Material provided:
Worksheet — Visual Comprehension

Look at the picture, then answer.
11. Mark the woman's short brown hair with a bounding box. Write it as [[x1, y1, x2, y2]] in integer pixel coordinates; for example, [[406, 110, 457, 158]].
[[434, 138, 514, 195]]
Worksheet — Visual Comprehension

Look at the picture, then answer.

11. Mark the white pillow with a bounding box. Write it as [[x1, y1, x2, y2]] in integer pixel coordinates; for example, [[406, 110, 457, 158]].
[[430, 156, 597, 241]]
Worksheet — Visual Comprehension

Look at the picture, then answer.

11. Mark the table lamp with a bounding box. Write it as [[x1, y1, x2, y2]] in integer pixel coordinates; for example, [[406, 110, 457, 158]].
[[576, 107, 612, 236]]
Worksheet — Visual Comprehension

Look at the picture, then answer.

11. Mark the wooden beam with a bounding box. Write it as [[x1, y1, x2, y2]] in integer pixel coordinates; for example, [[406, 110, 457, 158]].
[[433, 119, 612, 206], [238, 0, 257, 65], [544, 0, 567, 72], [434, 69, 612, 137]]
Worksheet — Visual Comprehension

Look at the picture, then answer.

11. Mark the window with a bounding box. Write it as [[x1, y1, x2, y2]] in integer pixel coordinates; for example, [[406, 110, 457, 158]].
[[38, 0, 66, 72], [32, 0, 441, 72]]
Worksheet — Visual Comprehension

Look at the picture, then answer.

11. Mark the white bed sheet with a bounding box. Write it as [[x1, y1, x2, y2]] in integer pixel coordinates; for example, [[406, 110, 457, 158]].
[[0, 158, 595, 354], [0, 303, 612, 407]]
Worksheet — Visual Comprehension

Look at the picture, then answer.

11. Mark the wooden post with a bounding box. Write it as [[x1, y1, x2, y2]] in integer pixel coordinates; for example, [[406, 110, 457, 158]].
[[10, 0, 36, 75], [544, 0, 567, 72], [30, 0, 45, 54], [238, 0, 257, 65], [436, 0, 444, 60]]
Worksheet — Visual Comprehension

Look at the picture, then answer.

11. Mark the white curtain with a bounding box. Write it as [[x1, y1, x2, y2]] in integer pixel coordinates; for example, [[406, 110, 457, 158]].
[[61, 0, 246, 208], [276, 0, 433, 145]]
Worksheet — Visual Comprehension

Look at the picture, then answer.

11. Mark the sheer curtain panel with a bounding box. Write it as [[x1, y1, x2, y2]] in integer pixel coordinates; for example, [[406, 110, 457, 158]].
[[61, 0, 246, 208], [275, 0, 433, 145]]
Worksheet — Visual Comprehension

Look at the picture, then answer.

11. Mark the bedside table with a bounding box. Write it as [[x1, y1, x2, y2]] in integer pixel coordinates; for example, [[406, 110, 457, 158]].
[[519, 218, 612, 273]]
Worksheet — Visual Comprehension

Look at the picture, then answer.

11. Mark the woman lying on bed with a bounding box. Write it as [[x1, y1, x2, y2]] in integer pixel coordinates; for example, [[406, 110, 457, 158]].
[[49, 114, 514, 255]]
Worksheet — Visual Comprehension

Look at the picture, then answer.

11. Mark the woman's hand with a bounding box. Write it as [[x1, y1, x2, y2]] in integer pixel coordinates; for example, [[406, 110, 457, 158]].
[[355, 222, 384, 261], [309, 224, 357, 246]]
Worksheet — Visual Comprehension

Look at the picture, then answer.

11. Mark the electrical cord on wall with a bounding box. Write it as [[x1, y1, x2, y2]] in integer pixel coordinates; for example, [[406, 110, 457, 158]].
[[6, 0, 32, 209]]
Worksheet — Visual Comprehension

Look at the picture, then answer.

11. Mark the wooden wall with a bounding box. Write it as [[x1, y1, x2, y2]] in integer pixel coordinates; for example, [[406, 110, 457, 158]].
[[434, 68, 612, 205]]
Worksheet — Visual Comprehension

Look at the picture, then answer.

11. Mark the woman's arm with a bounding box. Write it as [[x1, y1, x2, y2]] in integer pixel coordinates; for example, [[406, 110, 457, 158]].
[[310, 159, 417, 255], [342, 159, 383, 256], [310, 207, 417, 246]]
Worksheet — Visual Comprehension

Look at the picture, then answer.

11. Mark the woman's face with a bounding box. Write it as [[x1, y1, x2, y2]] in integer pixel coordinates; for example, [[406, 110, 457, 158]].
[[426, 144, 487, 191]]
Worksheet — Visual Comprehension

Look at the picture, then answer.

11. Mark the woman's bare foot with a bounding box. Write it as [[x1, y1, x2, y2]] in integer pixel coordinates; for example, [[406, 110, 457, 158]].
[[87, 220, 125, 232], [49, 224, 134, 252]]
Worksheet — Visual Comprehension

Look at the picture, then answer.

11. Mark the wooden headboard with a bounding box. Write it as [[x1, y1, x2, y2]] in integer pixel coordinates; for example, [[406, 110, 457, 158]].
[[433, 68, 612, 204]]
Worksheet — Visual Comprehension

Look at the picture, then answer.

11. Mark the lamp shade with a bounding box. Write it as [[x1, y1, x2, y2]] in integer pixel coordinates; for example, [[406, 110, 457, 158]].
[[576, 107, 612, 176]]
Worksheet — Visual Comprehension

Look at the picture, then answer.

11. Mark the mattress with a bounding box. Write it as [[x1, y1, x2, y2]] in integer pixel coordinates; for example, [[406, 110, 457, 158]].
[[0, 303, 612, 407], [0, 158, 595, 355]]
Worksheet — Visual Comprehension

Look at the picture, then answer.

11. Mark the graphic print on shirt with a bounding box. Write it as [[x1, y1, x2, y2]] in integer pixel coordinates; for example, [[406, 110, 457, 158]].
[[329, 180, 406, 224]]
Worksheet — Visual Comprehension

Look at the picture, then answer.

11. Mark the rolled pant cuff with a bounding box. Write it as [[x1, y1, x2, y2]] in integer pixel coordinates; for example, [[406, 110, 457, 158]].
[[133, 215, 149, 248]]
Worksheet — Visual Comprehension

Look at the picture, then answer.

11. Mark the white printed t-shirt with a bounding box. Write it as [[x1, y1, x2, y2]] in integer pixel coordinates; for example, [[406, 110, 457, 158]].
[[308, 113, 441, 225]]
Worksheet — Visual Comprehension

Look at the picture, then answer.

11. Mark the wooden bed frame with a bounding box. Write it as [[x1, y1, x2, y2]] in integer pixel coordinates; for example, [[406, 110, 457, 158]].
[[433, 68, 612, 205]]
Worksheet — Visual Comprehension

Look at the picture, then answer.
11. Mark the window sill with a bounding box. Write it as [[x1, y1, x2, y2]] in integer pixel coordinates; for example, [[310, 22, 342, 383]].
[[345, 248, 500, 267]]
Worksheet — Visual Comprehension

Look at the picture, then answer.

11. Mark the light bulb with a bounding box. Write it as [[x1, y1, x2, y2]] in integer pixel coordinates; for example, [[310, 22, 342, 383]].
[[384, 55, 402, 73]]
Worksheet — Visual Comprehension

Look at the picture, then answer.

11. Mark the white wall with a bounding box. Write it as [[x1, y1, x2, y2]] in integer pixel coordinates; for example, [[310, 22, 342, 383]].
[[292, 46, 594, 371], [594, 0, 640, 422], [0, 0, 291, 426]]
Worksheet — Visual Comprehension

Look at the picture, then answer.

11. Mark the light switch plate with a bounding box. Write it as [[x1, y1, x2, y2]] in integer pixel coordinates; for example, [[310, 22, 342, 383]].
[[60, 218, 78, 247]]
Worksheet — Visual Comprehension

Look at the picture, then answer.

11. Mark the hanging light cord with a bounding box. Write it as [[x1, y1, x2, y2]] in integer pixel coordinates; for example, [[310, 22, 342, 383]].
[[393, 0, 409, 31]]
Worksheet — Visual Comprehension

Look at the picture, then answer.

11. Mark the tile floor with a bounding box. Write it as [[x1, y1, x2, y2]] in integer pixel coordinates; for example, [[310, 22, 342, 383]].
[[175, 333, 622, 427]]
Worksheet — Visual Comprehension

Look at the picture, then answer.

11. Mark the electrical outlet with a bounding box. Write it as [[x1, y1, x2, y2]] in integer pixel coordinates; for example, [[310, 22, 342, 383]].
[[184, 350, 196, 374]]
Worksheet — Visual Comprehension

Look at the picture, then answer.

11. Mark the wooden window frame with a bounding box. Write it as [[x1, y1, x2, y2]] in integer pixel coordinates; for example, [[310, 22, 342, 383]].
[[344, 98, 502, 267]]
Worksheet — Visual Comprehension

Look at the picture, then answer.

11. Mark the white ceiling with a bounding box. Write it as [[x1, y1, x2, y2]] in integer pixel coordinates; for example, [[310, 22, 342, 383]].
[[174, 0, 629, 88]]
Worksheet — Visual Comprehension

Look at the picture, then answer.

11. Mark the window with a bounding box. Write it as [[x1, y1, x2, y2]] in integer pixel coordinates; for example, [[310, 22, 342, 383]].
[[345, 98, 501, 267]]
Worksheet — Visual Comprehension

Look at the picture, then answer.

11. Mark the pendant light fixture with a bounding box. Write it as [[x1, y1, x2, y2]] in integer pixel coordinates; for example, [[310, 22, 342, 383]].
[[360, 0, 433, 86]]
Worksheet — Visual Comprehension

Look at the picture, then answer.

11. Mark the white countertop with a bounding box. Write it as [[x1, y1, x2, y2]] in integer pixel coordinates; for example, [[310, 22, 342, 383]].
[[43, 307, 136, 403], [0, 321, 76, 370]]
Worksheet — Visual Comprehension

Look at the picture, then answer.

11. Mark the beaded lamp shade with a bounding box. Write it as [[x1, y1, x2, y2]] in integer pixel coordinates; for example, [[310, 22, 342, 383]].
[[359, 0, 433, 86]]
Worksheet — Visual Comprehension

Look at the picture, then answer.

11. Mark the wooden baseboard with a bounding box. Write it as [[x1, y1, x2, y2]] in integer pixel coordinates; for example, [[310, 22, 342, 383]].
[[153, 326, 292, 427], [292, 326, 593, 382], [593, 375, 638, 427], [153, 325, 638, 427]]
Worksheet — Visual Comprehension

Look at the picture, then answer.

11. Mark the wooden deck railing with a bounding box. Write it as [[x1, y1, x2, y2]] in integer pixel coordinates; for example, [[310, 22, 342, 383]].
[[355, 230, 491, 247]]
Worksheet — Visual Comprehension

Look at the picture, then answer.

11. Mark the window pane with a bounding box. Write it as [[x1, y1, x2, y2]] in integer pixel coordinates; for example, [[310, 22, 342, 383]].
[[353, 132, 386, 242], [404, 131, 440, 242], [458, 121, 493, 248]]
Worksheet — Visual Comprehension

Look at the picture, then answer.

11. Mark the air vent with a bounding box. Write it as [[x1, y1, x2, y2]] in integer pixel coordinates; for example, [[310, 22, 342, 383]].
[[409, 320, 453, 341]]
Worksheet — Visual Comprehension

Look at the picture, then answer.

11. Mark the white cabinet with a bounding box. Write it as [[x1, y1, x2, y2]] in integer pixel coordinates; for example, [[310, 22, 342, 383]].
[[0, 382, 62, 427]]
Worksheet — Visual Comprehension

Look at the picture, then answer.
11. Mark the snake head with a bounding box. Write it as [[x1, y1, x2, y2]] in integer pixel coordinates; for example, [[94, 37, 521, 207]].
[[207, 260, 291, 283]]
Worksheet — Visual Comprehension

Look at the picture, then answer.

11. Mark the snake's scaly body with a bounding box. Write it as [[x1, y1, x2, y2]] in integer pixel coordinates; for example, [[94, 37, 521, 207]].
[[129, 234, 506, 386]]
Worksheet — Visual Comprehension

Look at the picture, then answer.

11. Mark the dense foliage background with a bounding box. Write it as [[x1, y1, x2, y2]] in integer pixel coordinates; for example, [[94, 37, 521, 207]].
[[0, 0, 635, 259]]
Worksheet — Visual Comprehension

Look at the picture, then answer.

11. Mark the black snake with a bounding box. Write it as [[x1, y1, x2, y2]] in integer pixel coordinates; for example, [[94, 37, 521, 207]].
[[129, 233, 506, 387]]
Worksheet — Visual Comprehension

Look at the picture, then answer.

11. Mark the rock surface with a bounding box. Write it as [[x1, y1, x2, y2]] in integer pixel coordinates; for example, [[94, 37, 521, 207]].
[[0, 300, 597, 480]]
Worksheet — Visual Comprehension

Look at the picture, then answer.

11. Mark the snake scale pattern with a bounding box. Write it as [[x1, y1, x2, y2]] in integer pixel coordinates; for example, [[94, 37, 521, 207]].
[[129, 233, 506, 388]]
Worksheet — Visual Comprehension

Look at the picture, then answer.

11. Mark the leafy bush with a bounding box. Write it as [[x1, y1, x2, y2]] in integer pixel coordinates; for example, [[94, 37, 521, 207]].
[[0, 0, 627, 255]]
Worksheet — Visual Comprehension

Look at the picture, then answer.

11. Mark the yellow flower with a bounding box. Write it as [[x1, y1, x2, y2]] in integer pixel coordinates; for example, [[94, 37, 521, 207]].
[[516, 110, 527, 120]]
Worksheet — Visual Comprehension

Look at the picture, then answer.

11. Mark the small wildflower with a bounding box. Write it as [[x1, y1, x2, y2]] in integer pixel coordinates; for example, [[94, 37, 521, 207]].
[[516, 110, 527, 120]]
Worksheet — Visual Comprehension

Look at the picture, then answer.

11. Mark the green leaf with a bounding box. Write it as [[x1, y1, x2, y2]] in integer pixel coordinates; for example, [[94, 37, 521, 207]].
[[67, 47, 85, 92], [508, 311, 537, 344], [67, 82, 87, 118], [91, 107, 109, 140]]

What you are asked to do: Shift each coordinate in the answers up by 75 and write out again every line from the start of the rows through the line with "[[434, 138, 514, 195]]", both included. Keep all other text as it stands, including the sample coordinates in the wording.

Exercise solution:
Worksheet — Visual Comprehension

Look at the picture, then answer.
11. Mark the woman's short brown hair with a bounding box. Write it as [[x1, y1, x2, y2]] in integer pixel coordinates; for example, [[406, 110, 457, 158]].
[[509, 213, 589, 270]]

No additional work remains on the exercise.